• Stated goal: Count the lines in the rows below that contain the string "snow", matching case exactly. Reply with the number only.

Excerpts from point annotation data:
--

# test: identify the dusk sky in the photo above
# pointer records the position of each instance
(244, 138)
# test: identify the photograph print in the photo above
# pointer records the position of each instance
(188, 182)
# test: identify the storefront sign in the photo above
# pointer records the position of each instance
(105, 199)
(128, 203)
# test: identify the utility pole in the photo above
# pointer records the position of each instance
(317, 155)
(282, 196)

--

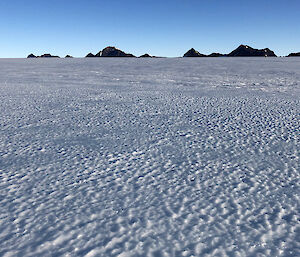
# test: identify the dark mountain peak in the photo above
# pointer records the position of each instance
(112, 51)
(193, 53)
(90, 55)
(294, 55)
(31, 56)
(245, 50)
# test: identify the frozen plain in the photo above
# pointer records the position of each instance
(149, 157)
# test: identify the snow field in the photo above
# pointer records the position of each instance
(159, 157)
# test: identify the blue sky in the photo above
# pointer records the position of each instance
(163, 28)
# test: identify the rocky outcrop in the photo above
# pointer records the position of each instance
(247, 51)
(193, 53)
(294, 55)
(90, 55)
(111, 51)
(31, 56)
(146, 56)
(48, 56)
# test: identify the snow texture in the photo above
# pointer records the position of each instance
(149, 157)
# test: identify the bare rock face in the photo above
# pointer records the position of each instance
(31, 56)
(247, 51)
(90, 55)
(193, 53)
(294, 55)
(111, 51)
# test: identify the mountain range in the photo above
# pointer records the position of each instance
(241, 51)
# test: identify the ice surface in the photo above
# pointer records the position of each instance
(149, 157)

--

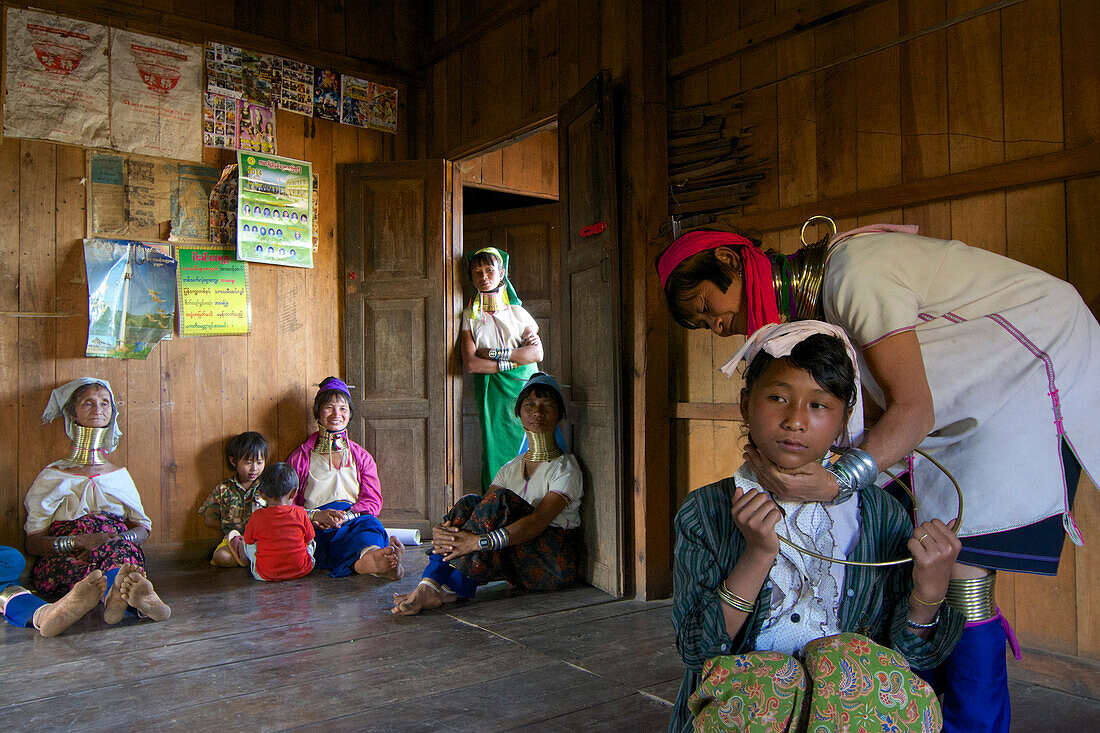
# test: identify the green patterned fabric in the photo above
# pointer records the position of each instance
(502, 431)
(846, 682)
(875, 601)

--

• Answer for this exercise: 2